> _PROBLEM DESCRIPTION_:
Both the line containing "TARGET = green foliage" and the last line of the listing are included: write out exactly the lines from one to the other.

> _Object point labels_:
○ ○ ○ ○ ○
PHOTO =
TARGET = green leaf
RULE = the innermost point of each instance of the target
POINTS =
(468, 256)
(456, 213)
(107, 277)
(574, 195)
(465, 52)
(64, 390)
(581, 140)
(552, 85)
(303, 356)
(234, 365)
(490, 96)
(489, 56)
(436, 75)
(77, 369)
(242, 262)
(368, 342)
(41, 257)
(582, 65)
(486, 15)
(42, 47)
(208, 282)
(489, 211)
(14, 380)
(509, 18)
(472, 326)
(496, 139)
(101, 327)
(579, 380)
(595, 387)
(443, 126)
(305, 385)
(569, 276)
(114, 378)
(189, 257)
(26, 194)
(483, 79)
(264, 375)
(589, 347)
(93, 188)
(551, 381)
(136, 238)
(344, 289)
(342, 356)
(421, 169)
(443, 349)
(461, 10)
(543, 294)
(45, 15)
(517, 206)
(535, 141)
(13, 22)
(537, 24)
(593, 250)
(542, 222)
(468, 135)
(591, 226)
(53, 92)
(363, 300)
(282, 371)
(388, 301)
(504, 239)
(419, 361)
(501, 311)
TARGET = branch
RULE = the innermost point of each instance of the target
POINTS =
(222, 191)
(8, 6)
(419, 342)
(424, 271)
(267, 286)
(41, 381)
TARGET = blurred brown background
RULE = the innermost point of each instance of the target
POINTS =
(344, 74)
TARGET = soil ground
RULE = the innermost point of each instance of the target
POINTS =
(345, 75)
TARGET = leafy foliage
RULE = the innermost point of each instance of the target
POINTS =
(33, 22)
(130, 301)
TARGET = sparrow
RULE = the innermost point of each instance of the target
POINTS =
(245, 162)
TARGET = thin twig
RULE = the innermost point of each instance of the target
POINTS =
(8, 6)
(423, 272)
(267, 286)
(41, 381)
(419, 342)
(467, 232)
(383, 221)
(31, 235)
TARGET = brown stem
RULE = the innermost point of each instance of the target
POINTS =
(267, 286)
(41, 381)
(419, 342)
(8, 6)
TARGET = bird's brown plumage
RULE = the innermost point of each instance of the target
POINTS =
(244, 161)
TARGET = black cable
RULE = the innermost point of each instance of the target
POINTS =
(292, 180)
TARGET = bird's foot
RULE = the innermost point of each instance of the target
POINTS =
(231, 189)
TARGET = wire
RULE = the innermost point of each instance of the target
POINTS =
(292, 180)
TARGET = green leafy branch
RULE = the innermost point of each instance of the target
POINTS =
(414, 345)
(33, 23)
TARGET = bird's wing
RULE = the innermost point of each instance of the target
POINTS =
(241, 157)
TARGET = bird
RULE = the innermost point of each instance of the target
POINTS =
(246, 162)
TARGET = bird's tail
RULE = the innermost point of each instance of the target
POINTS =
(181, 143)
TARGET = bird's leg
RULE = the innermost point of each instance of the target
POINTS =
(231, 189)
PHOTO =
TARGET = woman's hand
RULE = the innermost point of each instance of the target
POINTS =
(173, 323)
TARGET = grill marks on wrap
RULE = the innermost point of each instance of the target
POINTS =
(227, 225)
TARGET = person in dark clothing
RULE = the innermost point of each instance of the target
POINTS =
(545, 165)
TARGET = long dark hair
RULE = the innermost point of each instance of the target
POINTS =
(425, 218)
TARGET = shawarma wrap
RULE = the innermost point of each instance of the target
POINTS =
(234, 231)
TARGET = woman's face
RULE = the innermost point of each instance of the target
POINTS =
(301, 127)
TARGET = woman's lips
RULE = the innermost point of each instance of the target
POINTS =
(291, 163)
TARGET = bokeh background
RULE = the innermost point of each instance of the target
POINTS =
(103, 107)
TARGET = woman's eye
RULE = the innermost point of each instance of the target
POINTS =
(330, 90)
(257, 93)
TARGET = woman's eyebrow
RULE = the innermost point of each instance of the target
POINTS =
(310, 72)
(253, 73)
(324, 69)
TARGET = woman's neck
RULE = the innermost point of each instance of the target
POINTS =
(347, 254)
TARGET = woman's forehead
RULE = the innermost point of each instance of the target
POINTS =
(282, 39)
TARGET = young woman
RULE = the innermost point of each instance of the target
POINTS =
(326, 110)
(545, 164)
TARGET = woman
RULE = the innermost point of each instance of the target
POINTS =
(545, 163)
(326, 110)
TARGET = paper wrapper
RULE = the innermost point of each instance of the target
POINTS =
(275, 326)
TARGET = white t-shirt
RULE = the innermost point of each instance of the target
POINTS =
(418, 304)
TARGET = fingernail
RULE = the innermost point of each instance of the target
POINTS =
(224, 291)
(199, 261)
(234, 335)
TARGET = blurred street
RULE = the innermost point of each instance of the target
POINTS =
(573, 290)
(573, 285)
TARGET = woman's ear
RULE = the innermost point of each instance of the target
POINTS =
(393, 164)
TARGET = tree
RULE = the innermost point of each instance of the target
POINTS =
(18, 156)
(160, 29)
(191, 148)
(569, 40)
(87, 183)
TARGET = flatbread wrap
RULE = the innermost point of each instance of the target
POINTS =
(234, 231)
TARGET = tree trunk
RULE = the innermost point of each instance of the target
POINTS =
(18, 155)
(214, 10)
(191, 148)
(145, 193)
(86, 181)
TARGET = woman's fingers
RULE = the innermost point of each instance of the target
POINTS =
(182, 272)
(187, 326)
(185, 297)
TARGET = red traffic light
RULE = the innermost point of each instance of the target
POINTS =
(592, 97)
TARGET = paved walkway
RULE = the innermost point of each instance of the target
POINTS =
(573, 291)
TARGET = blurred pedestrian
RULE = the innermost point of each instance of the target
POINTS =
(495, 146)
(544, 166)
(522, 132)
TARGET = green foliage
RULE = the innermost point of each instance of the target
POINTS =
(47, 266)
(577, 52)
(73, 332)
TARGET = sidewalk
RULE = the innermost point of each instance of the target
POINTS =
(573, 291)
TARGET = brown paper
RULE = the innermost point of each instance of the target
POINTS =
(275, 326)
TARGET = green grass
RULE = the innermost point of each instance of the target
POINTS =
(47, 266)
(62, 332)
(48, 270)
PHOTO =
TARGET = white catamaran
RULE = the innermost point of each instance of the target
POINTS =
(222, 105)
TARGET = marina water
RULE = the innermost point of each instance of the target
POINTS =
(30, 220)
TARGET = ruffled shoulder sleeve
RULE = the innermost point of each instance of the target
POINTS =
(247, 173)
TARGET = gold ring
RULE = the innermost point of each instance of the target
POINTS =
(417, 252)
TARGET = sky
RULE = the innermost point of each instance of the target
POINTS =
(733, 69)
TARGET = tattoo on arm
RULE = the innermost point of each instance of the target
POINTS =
○ ○ ○ ○ ○
> _THE OUTPUT_:
TARGET = green foliage
RULE = the innermost point of each instance of the target
POINTS =
(47, 266)
(577, 52)
(73, 332)
TARGET = sidewalk
RULE = the innermost point of each instance of the target
POINTS =
(573, 291)
TARGET = brown paper
RULE = the innermost point of each instance of the target
POINTS =
(275, 326)
TARGET = green grass
RULE = the innermost point of each instance of the target
POINTS =
(47, 266)
(62, 332)
(48, 270)
PHOTO =
TARGET = white catamaran
RULE = the innermost point of each instance of the target
POINTS =
(222, 105)
TARGET = marina water
RULE = the innermost point of each instance of the target
POINTS =
(30, 220)
TARGET = ruffled shoulder sleeve
RULE = the innermost point of each instance of the target
POINTS =
(247, 173)
TARGET = gold ring
RULE = the innermost point of each instance of the target
POINTS =
(417, 252)
TARGET = sky
RULE = the innermost point of each instance of the target
POINTS =
(733, 69)
TARGET = tattoo on arm
RULE = the innermost point of each instance of the target
POINTS =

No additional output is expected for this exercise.